▸ Written request
Count the lines in the data below that contain the string "boardwalk", treating uppercase and lowercase letters as distinct. Give only the number.

▸ Data
========================
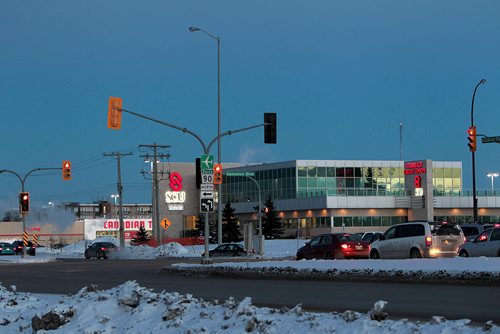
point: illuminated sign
(176, 207)
(175, 181)
(175, 197)
(415, 167)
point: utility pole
(157, 233)
(118, 156)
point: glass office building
(325, 195)
(311, 178)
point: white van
(417, 239)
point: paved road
(414, 301)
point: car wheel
(415, 254)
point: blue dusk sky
(341, 76)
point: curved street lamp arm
(185, 130)
(230, 132)
(12, 172)
(472, 104)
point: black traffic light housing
(217, 174)
(269, 128)
(472, 138)
(24, 202)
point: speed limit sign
(207, 178)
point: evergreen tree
(272, 227)
(230, 230)
(200, 227)
(141, 237)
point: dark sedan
(485, 244)
(100, 250)
(227, 250)
(6, 249)
(18, 246)
(334, 246)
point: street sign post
(207, 162)
(207, 205)
(240, 174)
(165, 223)
(206, 194)
(486, 140)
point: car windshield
(349, 237)
(469, 230)
(444, 229)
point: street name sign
(207, 179)
(206, 194)
(486, 140)
(165, 223)
(207, 161)
(207, 186)
(207, 205)
(239, 174)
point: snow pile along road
(130, 308)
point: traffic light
(217, 174)
(269, 128)
(472, 139)
(24, 202)
(198, 173)
(66, 170)
(115, 113)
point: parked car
(370, 236)
(334, 246)
(100, 250)
(230, 249)
(6, 248)
(485, 244)
(418, 239)
(472, 230)
(18, 246)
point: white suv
(418, 239)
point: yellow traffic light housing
(472, 139)
(115, 113)
(217, 174)
(66, 170)
(24, 202)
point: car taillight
(428, 241)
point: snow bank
(130, 308)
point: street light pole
(260, 215)
(23, 181)
(492, 176)
(474, 195)
(219, 159)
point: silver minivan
(417, 239)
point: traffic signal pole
(474, 195)
(22, 179)
(206, 150)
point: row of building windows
(332, 181)
(348, 221)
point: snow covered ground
(129, 308)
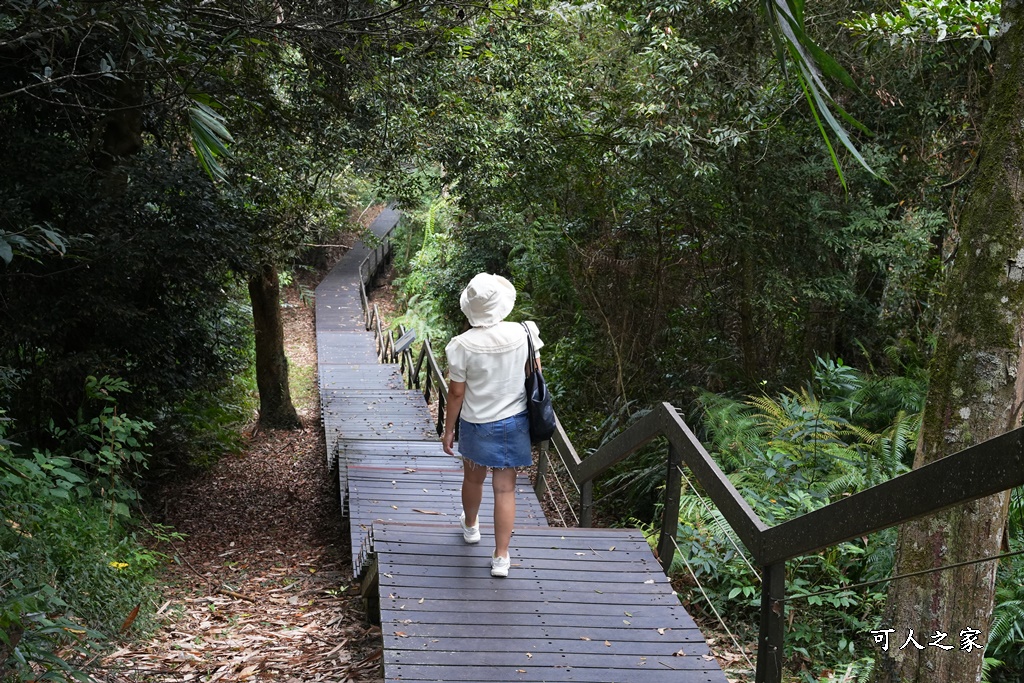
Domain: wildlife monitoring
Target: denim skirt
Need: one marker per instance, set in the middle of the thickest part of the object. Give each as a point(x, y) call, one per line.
point(500, 443)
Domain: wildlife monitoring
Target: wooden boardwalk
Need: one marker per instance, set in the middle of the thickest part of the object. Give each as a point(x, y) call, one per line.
point(580, 604)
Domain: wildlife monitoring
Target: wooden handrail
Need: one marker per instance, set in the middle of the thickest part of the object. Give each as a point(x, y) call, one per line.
point(949, 481)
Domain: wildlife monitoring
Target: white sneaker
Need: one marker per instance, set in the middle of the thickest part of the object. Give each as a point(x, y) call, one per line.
point(469, 534)
point(500, 565)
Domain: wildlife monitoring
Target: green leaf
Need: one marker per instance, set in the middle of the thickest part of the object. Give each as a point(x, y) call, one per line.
point(6, 253)
point(210, 138)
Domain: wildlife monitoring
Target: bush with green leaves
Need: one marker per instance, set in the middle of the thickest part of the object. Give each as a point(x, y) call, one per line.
point(72, 569)
point(788, 455)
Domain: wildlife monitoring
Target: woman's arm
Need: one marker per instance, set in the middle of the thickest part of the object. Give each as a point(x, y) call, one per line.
point(457, 392)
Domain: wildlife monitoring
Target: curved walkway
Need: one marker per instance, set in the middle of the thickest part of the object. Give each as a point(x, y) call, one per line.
point(580, 604)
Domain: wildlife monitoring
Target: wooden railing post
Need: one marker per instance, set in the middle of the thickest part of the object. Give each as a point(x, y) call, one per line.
point(670, 515)
point(440, 414)
point(587, 503)
point(770, 648)
point(541, 487)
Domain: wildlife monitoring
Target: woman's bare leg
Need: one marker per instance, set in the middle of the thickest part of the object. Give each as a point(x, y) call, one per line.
point(472, 489)
point(503, 481)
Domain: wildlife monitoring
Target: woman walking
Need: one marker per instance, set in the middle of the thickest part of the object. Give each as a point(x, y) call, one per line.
point(486, 374)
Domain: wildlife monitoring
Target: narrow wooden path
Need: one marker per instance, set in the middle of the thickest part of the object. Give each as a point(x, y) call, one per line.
point(580, 604)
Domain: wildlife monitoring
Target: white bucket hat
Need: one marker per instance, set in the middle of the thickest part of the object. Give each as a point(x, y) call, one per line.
point(487, 299)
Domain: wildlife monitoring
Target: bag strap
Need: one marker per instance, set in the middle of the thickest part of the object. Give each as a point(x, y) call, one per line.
point(531, 353)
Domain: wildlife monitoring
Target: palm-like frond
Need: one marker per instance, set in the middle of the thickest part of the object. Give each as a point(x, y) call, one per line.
point(210, 138)
point(786, 23)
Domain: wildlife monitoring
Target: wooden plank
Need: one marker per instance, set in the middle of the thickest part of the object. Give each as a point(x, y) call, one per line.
point(418, 622)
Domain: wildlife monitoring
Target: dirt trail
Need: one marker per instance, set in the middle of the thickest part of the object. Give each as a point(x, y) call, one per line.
point(261, 589)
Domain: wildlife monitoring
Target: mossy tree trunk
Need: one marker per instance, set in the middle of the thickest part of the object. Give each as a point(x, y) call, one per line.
point(976, 392)
point(275, 409)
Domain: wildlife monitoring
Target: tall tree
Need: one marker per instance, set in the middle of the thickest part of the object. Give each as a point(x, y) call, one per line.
point(976, 392)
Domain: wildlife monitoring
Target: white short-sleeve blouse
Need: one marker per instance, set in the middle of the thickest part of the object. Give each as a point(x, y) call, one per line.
point(492, 361)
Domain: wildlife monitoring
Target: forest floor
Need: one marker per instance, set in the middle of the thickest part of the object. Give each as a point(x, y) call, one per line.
point(260, 587)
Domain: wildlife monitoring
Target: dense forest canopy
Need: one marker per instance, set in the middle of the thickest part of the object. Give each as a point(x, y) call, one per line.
point(649, 175)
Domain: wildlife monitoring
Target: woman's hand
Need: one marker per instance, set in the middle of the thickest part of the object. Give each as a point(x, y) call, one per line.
point(457, 392)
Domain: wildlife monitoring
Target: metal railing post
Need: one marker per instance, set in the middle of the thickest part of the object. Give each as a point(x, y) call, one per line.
point(770, 647)
point(587, 503)
point(670, 514)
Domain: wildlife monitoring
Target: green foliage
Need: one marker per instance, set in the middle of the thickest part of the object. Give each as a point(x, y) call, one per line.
point(73, 569)
point(788, 455)
point(1006, 638)
point(931, 19)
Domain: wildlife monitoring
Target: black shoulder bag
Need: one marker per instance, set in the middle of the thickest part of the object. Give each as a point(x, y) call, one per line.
point(542, 416)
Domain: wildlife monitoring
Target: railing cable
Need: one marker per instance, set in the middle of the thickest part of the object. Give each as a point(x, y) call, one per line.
point(565, 498)
point(712, 512)
point(909, 574)
point(555, 505)
point(735, 642)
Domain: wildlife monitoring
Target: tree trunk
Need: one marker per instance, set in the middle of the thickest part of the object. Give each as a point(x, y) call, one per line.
point(275, 409)
point(976, 392)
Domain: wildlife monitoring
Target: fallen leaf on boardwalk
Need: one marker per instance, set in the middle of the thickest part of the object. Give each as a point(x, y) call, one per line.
point(247, 672)
point(131, 619)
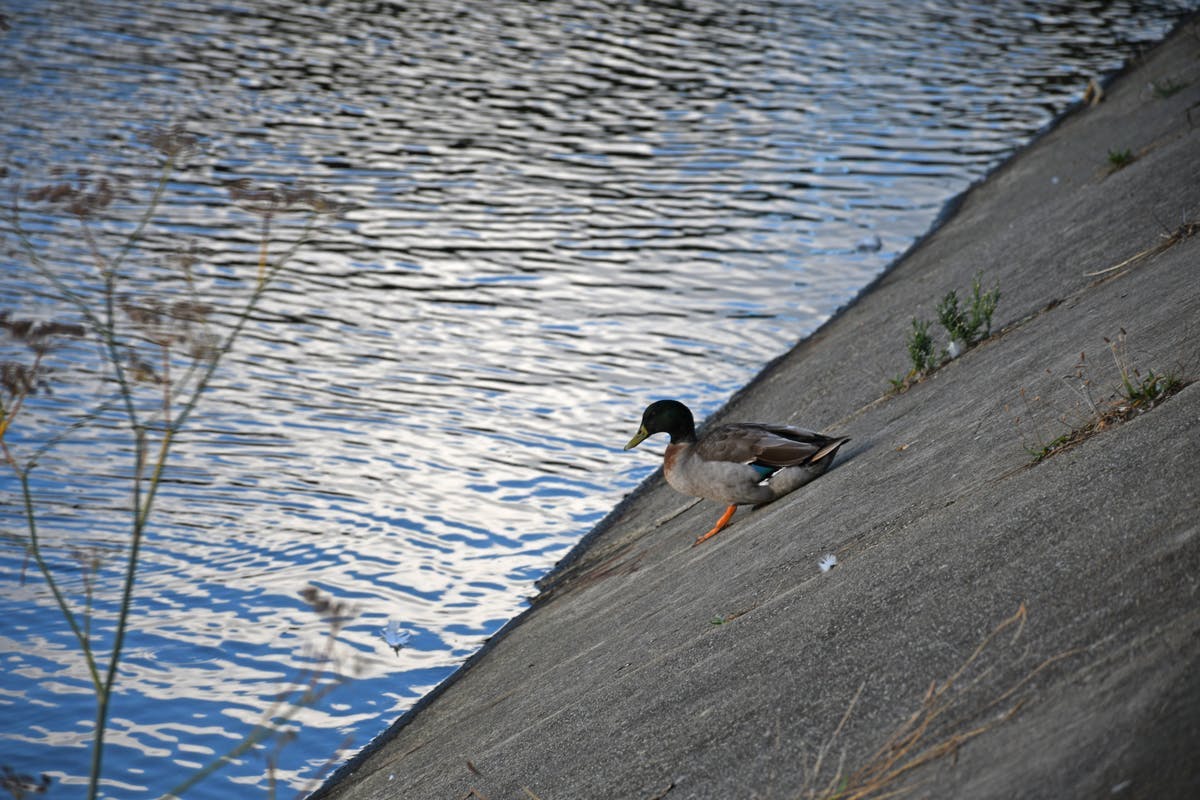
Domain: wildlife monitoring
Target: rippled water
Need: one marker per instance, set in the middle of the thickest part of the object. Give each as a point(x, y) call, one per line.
point(557, 212)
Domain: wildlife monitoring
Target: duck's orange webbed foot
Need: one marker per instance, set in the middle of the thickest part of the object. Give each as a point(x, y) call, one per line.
point(720, 524)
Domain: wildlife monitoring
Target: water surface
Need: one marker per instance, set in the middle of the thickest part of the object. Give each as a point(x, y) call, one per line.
point(557, 211)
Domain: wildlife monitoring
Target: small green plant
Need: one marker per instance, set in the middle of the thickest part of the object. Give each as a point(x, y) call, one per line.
point(1134, 395)
point(1120, 158)
point(921, 347)
point(969, 325)
point(966, 325)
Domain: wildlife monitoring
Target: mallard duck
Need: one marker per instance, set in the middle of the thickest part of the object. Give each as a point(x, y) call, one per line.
point(739, 463)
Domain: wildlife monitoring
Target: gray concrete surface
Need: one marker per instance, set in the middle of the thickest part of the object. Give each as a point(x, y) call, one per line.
point(619, 683)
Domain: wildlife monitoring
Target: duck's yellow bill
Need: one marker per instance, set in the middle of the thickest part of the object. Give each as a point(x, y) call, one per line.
point(637, 438)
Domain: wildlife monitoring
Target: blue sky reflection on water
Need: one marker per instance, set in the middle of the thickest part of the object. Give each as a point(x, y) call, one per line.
point(559, 212)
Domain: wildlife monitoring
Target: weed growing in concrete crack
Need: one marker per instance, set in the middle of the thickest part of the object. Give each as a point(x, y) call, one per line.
point(964, 325)
point(921, 346)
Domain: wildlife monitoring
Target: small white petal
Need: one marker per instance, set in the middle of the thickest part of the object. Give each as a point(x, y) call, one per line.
point(394, 636)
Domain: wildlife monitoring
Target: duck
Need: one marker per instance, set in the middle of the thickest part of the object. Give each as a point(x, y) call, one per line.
point(739, 463)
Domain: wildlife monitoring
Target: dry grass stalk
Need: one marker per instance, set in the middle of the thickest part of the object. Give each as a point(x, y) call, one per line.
point(915, 744)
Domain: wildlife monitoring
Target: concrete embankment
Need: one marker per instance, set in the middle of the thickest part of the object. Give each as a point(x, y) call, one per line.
point(1018, 629)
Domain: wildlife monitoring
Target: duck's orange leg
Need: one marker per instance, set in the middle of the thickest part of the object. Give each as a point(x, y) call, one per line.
point(720, 524)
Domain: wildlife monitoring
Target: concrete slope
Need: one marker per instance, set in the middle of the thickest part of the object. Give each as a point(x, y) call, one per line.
point(1017, 629)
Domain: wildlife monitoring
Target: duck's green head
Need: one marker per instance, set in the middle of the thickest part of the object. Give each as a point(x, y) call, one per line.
point(665, 416)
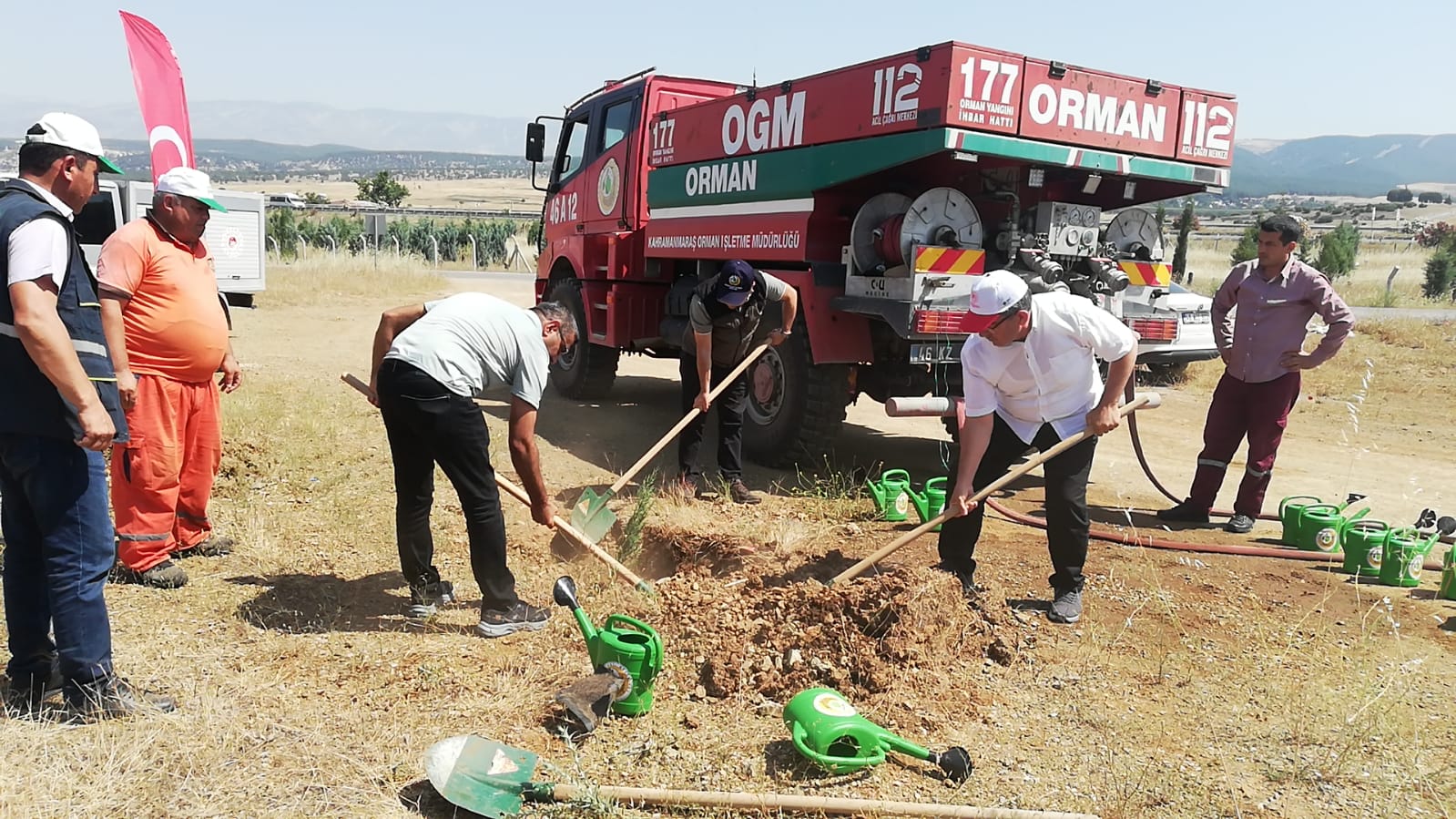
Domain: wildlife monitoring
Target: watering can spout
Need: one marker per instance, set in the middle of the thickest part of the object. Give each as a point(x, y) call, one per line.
point(877, 491)
point(565, 595)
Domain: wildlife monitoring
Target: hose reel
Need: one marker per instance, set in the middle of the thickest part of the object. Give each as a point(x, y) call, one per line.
point(889, 225)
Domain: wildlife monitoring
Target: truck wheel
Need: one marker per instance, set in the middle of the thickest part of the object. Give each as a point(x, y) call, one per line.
point(583, 371)
point(1164, 374)
point(795, 408)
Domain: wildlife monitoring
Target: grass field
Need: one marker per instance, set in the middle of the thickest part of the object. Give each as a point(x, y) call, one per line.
point(1366, 286)
point(1196, 687)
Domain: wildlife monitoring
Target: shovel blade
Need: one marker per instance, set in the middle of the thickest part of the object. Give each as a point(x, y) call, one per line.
point(479, 774)
point(591, 517)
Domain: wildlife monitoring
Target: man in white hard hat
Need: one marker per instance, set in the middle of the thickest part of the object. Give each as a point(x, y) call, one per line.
point(168, 337)
point(60, 411)
point(1031, 381)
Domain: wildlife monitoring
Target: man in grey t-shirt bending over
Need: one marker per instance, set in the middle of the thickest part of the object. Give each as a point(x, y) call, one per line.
point(430, 363)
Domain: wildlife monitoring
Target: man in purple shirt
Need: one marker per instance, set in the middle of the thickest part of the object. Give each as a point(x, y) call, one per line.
point(1263, 353)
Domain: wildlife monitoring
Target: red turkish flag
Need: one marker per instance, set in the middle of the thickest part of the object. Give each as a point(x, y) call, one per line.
point(159, 90)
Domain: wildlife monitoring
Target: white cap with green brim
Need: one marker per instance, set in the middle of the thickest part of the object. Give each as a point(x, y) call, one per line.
point(184, 181)
point(68, 130)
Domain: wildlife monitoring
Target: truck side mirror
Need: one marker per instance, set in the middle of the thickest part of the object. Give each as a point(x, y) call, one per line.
point(535, 141)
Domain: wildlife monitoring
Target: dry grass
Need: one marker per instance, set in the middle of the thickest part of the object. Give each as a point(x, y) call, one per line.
point(1366, 286)
point(1193, 688)
point(322, 277)
point(515, 196)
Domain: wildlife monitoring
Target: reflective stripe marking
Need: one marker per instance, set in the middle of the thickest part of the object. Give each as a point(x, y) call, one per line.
point(89, 347)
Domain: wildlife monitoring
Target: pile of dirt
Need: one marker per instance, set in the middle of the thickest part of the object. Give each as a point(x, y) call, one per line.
point(755, 639)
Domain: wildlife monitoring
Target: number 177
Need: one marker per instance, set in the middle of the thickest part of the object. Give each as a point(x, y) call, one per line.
point(992, 68)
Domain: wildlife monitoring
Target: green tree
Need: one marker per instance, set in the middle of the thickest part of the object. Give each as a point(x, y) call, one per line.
point(382, 189)
point(1441, 272)
point(1339, 251)
point(283, 228)
point(1186, 223)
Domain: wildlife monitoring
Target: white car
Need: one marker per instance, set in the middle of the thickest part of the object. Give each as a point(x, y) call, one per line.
point(1174, 325)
========================
▸ Exercise result
2